■ SELECTED TEXT:
-----
Reputation: 63
How can I make spaCy case insensitive when finding the entity name?
Is there any code snippet that i should add or something because the questions could mention entities that are not in uppercase?
def analyseQuestion(question):
doc = nlp(question)
entity=doc.ents
return entity
print(analyseQuestion("what is the best seller of Nicholas Sparks "))
print(analyseQuestion("what is the best seller of nicholas sparks "))
which gives
(Nicholas Sparks,)
()
Upvotes: 6
Views: 9404
Reputation: 2215
It is very easy. You just need to add a preprocessing step of question.lower()
to your function:
def analyseQuestion(question):
# Preprocess question to make further analysis case-insensetive
question = question.lower()
doc = nlp(question)
-----
■ DATA ENTRIES:
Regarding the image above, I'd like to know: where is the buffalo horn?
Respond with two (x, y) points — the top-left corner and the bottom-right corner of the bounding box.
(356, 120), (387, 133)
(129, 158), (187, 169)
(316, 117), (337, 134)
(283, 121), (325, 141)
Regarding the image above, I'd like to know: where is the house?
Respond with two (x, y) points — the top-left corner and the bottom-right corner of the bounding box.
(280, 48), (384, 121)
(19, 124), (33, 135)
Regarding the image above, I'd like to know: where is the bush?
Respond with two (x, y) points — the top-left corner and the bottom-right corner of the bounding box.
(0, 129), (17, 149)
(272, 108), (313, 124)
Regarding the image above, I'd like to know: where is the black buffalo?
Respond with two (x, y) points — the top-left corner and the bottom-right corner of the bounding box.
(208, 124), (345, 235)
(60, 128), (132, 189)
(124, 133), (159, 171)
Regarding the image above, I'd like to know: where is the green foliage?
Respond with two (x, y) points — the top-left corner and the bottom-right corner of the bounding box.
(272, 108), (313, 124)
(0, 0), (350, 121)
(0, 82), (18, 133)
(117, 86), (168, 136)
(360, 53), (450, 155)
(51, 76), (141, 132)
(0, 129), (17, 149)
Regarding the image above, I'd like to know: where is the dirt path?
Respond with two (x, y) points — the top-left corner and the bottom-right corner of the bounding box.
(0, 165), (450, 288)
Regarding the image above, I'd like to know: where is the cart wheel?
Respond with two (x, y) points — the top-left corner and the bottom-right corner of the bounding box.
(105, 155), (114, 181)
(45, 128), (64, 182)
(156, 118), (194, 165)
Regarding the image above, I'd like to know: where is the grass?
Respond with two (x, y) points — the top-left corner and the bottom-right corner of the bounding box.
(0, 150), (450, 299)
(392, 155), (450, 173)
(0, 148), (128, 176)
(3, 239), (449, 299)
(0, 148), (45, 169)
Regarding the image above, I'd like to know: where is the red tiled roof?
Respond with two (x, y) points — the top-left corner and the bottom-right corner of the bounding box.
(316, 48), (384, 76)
-----
■ TASK LIST:
A: From the spaCy thread, list every figure given for reputation, upvotes, or views, each with its label.
B: Answer these questions using the spaCy thread:
(i) What output is shown for the call with "Nicholas Sparks" capitalized?
(ii) What output is shown for the call with "nicholas sparks" in lowercase?
(iii) Which preprocessing step does the reply recommend adding to the function?
C: Carry on the spaCy thread from its final line.

■ ANSWERS IN ORDER:
A:
Reputation: 63
Upvotes: 6
Views: 9404
Reputation: 2215

B:
(i) (Nicholas Sparks,)
(ii) ()
(iii) question.lower()

C:
entity=doc.ents
return entity
The solution inspired by this code from Rasa NLU library. However, for non-english (non-ASCII) text it might not work. For that case you can try:
question = question.decode('utf8').lower().encode('utf8')
However the NER module in spacy, to some extent depends on the case of the tokens and you might face some discrepancies as it is a statistical trained model.Refer this link.
Upvotes: -1
Reputation: 66
This is old, but this hopefully this will help anyone looking at similar problems.
You can use a truecaser to improve your results.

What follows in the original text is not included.